Work to complete:
Transcribe exactly the line that contains "Could you check if any cherry" and all lines following it to the end of the material below; omit everything else.

Records for the task:
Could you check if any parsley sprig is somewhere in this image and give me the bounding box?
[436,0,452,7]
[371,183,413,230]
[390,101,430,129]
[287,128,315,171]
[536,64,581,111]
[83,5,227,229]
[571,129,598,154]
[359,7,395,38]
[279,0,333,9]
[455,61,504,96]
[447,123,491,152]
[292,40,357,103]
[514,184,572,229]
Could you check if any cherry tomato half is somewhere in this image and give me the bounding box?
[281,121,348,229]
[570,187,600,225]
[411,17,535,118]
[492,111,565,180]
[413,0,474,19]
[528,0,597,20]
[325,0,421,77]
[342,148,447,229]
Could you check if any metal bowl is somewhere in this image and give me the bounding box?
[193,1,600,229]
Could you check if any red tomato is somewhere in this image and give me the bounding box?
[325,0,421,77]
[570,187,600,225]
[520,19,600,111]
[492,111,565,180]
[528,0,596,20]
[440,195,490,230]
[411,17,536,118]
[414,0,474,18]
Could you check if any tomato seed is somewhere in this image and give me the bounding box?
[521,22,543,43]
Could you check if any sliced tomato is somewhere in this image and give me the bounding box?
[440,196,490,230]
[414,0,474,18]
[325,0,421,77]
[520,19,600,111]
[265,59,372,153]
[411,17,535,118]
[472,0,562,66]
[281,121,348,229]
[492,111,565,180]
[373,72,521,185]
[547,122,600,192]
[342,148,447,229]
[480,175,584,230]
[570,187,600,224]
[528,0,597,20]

Answer to this problem:
Could you check if any cherry tomato half is somewhere in this image and give me the bounding box?
[281,121,348,229]
[570,187,600,225]
[411,17,535,118]
[492,111,565,180]
[413,0,474,19]
[528,0,597,20]
[325,0,421,77]
[342,148,447,229]
Could you check if any metal bowl is somewhere in this image and give me the bounding box?
[193,1,600,229]
Could you check if any red tomato is somewhere in this image and give me the bounding box?
[325,0,421,77]
[570,187,600,225]
[520,19,600,111]
[492,111,565,180]
[528,0,596,20]
[440,195,490,230]
[411,17,536,118]
[414,0,474,18]
Could you check if any tomato seed is somewhere in this image and give me the bounding box?
[521,22,543,43]
Could you check if any sliced tomato is somewhere in this image and give me the bounding box?
[440,196,490,230]
[414,0,474,18]
[325,0,421,77]
[520,19,600,111]
[265,59,372,153]
[411,17,535,118]
[472,0,562,66]
[281,121,348,229]
[492,111,565,180]
[373,72,521,185]
[547,122,600,192]
[342,148,447,229]
[480,175,584,230]
[570,187,600,224]
[528,0,597,20]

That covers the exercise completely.